--- DIRECTIONS ---
Copy out the records below word for word, starting at the line containing "Each instance of the bird's tail" and ending at the end of the records. Leave the pictures out of your answer.
## BEGIN DATA ENTRIES
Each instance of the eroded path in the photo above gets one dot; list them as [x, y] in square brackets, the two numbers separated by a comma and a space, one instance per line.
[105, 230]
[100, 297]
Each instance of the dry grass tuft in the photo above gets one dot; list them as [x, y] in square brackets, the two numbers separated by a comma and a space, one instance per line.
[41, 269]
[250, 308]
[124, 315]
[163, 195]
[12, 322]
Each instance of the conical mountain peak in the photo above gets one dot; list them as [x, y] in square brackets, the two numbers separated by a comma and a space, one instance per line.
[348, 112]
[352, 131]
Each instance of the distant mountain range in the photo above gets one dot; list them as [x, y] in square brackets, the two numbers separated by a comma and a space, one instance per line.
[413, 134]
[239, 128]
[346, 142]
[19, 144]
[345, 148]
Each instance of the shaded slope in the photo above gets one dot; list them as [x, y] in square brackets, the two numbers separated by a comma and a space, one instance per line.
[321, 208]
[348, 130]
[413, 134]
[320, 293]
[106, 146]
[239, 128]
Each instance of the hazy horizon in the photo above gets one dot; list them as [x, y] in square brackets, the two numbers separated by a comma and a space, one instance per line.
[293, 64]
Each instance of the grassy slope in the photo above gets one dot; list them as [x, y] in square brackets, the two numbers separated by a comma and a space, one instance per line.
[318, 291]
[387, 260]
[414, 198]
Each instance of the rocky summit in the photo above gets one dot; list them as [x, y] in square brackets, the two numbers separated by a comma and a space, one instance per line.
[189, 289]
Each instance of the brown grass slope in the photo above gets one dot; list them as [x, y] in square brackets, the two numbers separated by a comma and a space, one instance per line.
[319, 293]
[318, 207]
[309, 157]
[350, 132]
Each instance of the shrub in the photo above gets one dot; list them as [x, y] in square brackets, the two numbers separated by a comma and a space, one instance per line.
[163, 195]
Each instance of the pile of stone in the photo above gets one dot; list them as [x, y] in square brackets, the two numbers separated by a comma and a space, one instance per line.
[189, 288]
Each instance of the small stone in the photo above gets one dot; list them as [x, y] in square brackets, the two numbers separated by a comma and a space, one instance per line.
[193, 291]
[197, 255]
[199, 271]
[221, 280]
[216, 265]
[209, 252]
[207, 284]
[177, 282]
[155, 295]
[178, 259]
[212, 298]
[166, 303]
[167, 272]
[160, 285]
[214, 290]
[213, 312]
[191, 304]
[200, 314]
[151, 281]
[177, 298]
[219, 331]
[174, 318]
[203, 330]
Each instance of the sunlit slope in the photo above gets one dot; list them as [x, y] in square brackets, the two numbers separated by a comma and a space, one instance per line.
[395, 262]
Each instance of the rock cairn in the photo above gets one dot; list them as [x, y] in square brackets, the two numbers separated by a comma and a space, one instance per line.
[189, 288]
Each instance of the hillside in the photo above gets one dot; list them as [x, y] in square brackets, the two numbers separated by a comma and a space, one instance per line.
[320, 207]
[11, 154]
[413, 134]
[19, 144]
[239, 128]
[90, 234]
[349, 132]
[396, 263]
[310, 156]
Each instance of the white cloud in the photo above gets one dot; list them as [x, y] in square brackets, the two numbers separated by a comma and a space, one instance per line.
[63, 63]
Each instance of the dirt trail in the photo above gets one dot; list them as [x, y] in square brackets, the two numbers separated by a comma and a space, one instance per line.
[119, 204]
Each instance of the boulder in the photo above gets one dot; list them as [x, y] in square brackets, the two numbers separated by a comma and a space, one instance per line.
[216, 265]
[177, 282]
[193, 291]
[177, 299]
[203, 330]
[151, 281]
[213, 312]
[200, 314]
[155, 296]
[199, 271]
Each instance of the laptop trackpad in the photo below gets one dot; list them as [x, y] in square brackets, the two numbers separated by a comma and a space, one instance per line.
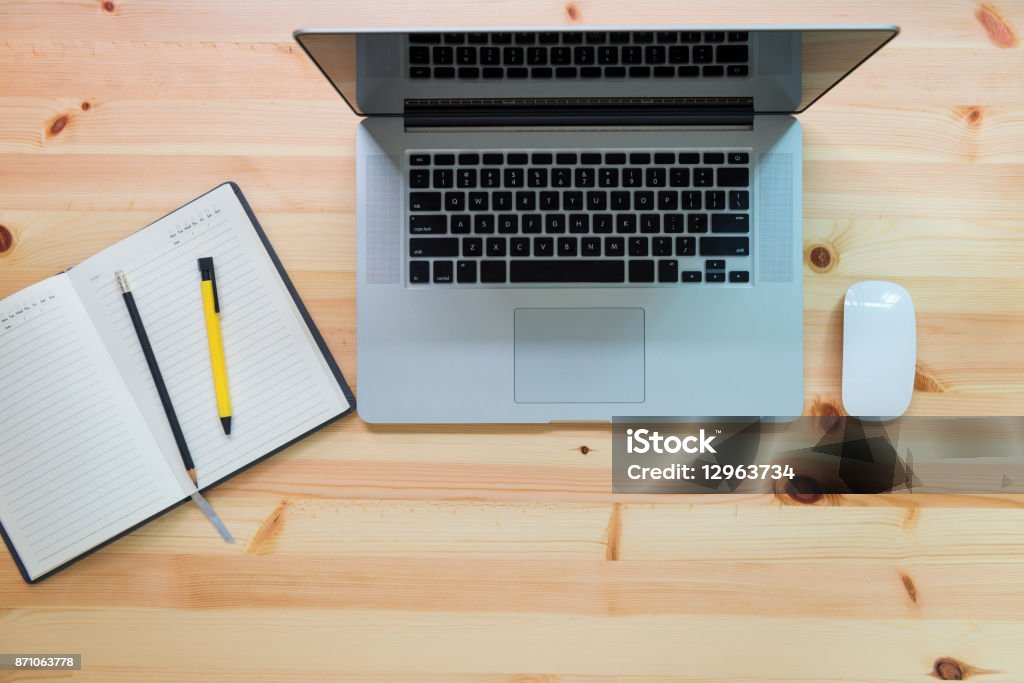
[579, 355]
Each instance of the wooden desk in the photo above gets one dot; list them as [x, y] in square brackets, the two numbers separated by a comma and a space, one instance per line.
[496, 553]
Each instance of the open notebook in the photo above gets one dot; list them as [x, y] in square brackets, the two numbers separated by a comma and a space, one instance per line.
[86, 453]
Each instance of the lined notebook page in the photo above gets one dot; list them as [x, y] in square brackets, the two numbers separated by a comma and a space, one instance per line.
[78, 464]
[281, 385]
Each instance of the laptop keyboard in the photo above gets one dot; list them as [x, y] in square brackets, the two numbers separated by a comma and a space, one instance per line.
[552, 217]
[579, 54]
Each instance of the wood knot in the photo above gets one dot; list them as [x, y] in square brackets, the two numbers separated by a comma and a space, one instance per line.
[804, 489]
[58, 125]
[820, 258]
[972, 116]
[947, 669]
[908, 586]
[998, 29]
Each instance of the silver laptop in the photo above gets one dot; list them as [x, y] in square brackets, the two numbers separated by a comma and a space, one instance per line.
[564, 225]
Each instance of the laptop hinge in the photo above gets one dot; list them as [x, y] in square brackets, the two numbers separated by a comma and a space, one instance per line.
[667, 112]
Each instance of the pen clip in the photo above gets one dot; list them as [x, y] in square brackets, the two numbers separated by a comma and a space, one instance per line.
[207, 272]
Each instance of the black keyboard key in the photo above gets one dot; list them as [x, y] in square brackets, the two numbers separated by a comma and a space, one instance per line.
[494, 271]
[679, 177]
[483, 224]
[725, 54]
[679, 54]
[739, 200]
[638, 246]
[428, 247]
[650, 222]
[686, 246]
[419, 272]
[725, 247]
[519, 247]
[641, 271]
[442, 272]
[479, 202]
[733, 177]
[419, 54]
[567, 270]
[466, 177]
[508, 223]
[424, 201]
[425, 38]
[660, 246]
[419, 178]
[730, 222]
[501, 201]
[554, 223]
[427, 224]
[572, 201]
[496, 247]
[455, 202]
[460, 224]
[668, 270]
[465, 272]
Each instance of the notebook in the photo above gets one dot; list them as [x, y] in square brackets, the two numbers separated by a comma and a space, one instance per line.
[87, 454]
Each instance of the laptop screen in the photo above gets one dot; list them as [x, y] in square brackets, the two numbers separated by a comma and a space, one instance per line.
[763, 71]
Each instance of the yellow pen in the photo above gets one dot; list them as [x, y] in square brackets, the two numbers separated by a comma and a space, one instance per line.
[211, 308]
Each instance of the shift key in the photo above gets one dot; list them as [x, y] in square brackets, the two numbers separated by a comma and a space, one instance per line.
[424, 201]
[419, 247]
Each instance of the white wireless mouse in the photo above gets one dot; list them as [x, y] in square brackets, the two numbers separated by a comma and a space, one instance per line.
[880, 349]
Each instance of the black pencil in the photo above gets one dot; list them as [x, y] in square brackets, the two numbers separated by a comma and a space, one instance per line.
[158, 378]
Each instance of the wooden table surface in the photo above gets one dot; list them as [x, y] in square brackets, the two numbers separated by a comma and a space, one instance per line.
[497, 553]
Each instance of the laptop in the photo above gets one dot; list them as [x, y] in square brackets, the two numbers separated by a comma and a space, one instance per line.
[572, 225]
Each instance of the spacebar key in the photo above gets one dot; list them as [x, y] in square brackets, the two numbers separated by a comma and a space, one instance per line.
[569, 270]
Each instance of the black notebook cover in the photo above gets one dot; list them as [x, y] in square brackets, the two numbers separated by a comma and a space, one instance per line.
[321, 344]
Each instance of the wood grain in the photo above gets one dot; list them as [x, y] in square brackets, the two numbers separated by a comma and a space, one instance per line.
[497, 553]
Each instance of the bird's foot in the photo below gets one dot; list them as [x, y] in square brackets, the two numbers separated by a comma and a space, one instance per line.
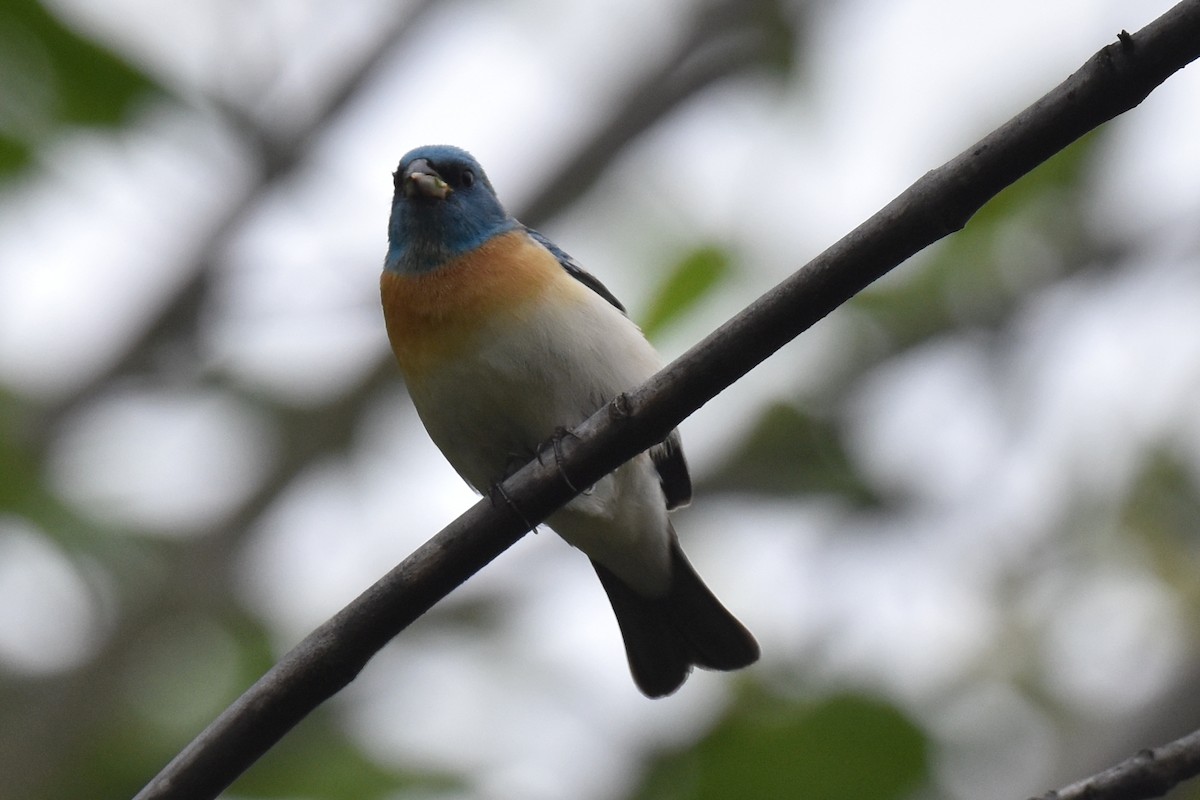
[556, 445]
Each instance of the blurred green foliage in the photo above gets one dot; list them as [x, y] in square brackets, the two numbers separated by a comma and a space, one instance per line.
[792, 452]
[844, 747]
[696, 276]
[54, 77]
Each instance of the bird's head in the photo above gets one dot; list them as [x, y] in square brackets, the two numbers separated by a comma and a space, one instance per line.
[443, 206]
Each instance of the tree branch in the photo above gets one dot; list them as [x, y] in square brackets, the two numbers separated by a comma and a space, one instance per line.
[1111, 82]
[1150, 774]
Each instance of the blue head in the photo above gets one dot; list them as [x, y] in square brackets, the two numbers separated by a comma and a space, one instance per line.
[443, 206]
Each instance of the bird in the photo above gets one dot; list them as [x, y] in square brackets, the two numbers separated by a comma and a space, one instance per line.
[504, 343]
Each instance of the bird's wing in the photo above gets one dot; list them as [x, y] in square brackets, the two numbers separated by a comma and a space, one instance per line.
[667, 457]
[574, 269]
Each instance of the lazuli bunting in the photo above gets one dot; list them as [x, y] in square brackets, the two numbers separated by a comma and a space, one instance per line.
[504, 342]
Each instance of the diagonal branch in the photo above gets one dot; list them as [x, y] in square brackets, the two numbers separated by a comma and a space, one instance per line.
[1114, 80]
[1150, 774]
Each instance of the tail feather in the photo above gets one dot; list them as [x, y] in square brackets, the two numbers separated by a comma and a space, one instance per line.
[688, 626]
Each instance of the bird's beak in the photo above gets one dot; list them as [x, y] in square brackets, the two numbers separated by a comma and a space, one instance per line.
[420, 179]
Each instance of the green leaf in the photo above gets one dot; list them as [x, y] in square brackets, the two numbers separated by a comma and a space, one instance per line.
[791, 452]
[846, 747]
[54, 77]
[689, 282]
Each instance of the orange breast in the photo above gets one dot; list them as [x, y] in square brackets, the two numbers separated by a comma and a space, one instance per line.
[436, 316]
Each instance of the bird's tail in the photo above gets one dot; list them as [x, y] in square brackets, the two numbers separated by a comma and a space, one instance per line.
[688, 626]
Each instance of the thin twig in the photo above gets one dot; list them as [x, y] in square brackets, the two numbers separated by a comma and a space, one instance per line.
[1150, 774]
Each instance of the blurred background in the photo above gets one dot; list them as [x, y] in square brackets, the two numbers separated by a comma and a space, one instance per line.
[961, 515]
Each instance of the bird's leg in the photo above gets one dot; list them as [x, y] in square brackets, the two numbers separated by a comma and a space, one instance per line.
[497, 494]
[556, 444]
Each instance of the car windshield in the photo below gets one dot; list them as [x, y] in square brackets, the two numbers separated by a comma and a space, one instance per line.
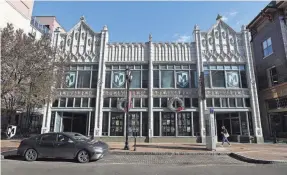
## END DATA ENTRIES
--- THE REPLY ---
Each instance of the bird's tail in the photo above gets one dot; list them as [x, y] in square brackets, the two numbers separated by a comma and a space, one instance per line.
[688, 626]
Each instance of the thin twig in the photo above gets one dot; list them as [x, y] in square brackets, the two numbers separated by a comma and a space, one instance per line.
[1150, 774]
Each instance of the blurred background in the photo above gets one dot; list them as [x, y] in square brackets, the two numbers separated by a comma and a space, one instance per line.
[961, 515]
Each instance of the bird's leg in the photo above gets one dot; list them as [x, y] in square brackets, the two numbers separated by a comma and a space, one instance per line.
[497, 494]
[556, 444]
Each instance of the car windshield in the photo below gets one dot; list them as [x, y] in square brackets, the two numbers separated by a comma and a space, one instance per line.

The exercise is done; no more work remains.